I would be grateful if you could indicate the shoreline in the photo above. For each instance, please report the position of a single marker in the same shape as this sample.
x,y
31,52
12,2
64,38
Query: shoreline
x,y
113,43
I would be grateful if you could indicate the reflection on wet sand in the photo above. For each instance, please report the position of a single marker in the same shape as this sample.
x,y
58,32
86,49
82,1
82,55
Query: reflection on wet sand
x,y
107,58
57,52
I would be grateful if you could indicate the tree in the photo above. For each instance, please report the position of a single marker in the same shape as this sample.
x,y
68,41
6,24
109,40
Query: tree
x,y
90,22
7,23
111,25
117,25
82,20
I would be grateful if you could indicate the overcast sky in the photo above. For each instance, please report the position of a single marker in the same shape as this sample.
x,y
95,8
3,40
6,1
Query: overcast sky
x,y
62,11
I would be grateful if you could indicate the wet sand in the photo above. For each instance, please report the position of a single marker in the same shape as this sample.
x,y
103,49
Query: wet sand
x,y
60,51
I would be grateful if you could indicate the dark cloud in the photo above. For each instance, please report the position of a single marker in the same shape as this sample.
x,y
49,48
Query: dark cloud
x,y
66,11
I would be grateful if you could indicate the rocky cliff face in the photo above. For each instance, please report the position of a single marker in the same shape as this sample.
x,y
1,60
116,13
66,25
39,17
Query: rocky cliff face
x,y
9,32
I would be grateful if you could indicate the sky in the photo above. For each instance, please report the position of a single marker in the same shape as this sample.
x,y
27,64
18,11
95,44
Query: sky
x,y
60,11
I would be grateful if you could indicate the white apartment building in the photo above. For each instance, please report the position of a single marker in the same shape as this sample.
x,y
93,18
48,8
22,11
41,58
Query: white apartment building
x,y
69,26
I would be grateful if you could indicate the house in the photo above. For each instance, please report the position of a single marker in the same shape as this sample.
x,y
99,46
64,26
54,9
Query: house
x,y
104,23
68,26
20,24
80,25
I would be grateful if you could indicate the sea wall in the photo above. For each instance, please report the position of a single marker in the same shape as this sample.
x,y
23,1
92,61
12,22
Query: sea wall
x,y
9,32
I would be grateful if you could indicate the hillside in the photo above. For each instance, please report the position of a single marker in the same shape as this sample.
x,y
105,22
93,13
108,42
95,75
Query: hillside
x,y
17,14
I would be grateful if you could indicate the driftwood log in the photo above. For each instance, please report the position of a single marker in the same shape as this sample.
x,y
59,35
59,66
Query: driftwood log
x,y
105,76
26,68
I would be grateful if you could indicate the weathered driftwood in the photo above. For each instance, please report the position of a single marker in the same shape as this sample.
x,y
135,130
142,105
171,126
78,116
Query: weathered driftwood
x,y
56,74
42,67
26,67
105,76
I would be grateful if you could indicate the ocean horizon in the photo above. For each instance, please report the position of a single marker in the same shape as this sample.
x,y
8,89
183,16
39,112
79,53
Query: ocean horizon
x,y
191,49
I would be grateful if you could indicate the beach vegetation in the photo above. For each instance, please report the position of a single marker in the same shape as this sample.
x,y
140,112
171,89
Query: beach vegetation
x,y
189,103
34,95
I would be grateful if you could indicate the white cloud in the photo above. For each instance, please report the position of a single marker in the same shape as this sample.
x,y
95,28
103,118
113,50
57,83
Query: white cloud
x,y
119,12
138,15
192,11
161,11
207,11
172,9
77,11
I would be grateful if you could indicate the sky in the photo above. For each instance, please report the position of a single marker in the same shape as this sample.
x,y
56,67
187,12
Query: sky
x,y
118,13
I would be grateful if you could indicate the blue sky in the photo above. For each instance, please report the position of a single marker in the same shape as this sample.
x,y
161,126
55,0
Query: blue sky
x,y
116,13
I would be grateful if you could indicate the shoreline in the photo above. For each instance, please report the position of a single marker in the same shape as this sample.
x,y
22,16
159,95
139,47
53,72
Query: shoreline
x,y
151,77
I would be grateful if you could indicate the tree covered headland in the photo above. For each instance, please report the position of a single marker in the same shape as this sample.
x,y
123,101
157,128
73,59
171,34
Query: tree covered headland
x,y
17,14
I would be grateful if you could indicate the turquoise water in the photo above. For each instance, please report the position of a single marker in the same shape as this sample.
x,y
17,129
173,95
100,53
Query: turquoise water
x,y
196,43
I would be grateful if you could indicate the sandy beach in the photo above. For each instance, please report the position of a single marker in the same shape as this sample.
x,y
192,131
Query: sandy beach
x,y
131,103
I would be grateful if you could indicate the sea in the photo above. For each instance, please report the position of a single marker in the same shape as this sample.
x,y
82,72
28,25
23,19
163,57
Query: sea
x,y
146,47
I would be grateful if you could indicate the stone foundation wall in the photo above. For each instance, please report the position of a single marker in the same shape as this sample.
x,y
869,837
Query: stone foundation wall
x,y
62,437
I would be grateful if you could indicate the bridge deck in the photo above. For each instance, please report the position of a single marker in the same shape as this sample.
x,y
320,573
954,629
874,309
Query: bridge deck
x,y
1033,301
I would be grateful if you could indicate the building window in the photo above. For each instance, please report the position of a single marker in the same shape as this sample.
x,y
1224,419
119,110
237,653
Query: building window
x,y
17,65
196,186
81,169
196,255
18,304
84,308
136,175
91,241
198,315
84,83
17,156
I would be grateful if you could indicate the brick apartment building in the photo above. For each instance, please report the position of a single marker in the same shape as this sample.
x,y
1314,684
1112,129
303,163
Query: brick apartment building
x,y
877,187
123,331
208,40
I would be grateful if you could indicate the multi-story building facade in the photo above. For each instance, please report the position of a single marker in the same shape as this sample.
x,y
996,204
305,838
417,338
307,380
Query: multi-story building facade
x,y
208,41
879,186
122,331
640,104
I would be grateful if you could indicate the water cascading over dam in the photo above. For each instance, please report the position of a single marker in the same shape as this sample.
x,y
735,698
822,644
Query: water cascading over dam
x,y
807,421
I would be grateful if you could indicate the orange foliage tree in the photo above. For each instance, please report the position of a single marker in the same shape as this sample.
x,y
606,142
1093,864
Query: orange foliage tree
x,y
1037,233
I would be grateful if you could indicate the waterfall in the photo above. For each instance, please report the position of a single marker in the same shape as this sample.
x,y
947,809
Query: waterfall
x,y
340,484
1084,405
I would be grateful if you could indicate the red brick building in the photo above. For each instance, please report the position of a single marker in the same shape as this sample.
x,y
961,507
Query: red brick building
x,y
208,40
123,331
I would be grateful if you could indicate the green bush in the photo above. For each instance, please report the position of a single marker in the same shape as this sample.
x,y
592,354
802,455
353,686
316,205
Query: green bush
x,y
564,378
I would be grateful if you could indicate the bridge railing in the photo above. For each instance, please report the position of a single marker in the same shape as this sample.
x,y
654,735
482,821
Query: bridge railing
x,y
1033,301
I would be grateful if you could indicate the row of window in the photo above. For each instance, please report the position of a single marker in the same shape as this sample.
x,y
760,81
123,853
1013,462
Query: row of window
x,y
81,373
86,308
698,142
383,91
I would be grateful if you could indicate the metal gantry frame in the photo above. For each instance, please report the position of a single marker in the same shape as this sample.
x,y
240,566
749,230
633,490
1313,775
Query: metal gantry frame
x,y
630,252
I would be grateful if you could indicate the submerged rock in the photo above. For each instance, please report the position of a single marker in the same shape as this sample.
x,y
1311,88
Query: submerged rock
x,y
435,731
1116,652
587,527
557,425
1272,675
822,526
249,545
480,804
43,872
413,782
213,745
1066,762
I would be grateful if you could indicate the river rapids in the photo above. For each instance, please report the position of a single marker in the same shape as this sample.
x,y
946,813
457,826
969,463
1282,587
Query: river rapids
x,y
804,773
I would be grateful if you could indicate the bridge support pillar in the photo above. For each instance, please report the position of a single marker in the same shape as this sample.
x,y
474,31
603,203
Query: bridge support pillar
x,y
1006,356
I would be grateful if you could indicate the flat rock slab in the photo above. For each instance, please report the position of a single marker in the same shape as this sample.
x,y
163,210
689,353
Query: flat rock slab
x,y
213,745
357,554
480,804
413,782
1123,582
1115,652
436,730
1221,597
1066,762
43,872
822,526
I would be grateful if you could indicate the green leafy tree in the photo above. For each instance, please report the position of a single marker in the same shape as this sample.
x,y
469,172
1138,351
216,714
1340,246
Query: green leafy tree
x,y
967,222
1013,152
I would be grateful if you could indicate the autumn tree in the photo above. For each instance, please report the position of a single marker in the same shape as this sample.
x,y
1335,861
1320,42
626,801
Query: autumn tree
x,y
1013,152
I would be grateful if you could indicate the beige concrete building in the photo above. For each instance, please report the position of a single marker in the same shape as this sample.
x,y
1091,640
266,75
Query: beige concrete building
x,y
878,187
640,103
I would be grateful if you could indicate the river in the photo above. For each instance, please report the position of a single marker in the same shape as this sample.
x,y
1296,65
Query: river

+ + +

■ **Description of the task**
Starting at the line that has "I would be grateful if you could indicate the beige", copy every line through the end of the data, requests included. Multiply each x,y coordinate in the answers by 1.6 and round to whole numbers, rounding halves up, but keep every number in the requests and their samples unchanged.

■ **Result of the task**
I would be grateful if you could indicate the beige concrete building in the photo above. For each instance, please report the position of a single marker in the same shape as this sample.
x,y
1091,640
266,75
Query: beige concrete building
x,y
1405,299
1024,165
I would be grateful if you could indicate the river in the photo above. For each instance, please report the position of a single marker in the same shape as this sample.
x,y
1296,65
Query: river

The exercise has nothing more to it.